"""

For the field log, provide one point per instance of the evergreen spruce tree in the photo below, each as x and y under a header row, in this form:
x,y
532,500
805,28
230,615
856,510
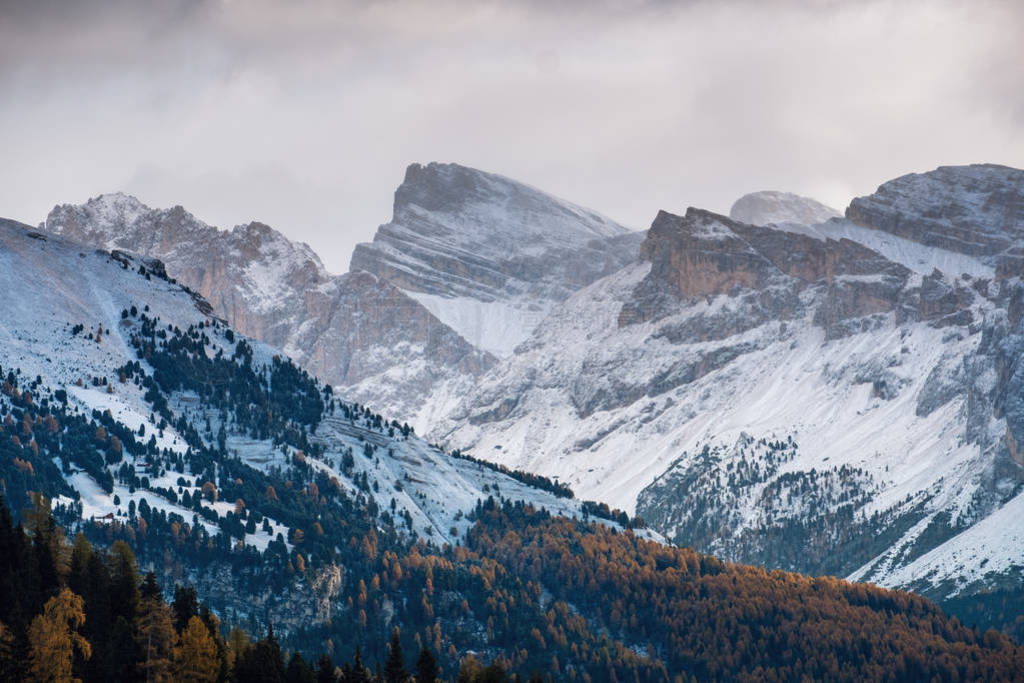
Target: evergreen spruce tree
x,y
426,667
299,671
394,669
196,655
325,670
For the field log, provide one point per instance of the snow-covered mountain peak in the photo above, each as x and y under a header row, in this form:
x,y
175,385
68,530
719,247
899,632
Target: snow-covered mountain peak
x,y
976,210
481,206
487,255
767,207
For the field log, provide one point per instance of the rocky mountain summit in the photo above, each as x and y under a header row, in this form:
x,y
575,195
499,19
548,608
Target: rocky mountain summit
x,y
976,210
355,330
768,207
797,389
829,398
488,255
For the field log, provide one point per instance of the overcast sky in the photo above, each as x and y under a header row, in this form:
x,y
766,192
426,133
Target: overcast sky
x,y
304,114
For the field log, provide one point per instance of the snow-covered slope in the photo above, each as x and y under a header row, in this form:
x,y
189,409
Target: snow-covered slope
x,y
768,207
354,330
828,398
487,255
976,210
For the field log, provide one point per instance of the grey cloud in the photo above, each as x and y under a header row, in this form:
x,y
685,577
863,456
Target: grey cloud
x,y
304,114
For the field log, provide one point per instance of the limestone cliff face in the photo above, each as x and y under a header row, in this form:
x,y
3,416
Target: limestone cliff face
x,y
782,394
355,331
702,254
976,210
487,255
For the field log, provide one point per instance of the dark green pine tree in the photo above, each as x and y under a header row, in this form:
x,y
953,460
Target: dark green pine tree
x,y
394,669
325,670
298,671
262,663
427,670
185,606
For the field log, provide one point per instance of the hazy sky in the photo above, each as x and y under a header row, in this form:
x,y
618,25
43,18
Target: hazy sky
x,y
305,113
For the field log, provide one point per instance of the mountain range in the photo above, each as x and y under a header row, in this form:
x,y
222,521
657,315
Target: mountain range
x,y
782,386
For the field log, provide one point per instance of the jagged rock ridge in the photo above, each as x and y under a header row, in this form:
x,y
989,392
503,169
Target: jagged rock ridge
x,y
488,255
895,371
355,330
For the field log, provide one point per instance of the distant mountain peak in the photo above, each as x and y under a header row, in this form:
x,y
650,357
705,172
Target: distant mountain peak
x,y
766,207
976,210
488,255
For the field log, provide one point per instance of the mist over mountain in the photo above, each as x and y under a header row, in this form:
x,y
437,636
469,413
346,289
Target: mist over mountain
x,y
783,387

"""

Your reply should hold only the records, duplicated exactly, without any image.

For the field log, provide one point per instance of the evergreen spruce tree in the photo below, each as x and y under a header row, in this form:
x,y
532,500
805,28
230,615
856,510
Target: evergreen spruce tree
x,y
426,667
299,671
394,669
196,655
325,670
For the field log, provide one point per instance of the snow-covered mountain peak in the photo above, each as x and y under a header row, in this form:
x,y
175,385
68,530
719,247
899,632
Target: snow-covered mountain peak
x,y
976,210
481,206
487,255
767,207
For the field log, provide one point per instance of the rocky mountain summit in the photo above, each as x and y under a header row, in this form:
x,y
575,195
499,19
548,608
Target: rocky mountain summit
x,y
976,210
355,330
768,207
797,389
829,398
488,255
For the field log, provide one point per instance of the overcast sky in the photo above, each as x and y under a header row, in this form:
x,y
766,192
426,133
Target: overcast sky
x,y
304,114
For the field log, provide one point per instance of the snow-covered slope in the photo above, each as x and y under a header row, in this form:
x,y
189,409
Target: snow-covered slope
x,y
768,207
354,330
828,398
487,255
976,210
For the field log, provide one point per instance of the grey cloud in the photo above, each as x and y under a header row, in this form:
x,y
685,577
863,456
Target: grey cloud
x,y
304,114
For the field log, provide one point per instance of the limestone cliff face in the photo above, each as x and y under a header row, in this form:
x,y
3,416
Target: limestone cliff face
x,y
782,394
355,331
702,254
976,210
487,255
For the field log, provide one point per instance of the dark green pine tree in the photo above, each as x and y under a header row, in this form:
x,y
953,460
Target: dark green pine tree
x,y
394,669
325,670
298,671
262,663
427,670
185,606
For the field log, provide one point per instance of the hazy sky in the photo above, each as x and y under a header row, in this form:
x,y
618,25
43,18
Target: hazy sky
x,y
305,113
For the field log, provide one point per instance of the mountain range in the photo above, each as x and y under a header row, in this form:
x,y
222,521
657,315
Target: mountain range
x,y
782,386
For the field log, provide one point per instance of the jagged rock ridge in the photo above, each as x and y under a header row, in this form:
x,y
989,392
503,169
Target: jagged rock ridge
x,y
488,255
895,371
355,330
For the field log, provide one point per instance of the distant mountain peak in the photo above, each as x and y under a header row, in this form:
x,y
650,357
705,172
Target: distant mountain peak
x,y
766,207
976,210
488,255
For the field log, provide one point per instance of the mist over mountain in the photo above, each as x and y under a header row, in this form:
x,y
437,636
469,413
346,289
Target: mist over mountain
x,y
783,387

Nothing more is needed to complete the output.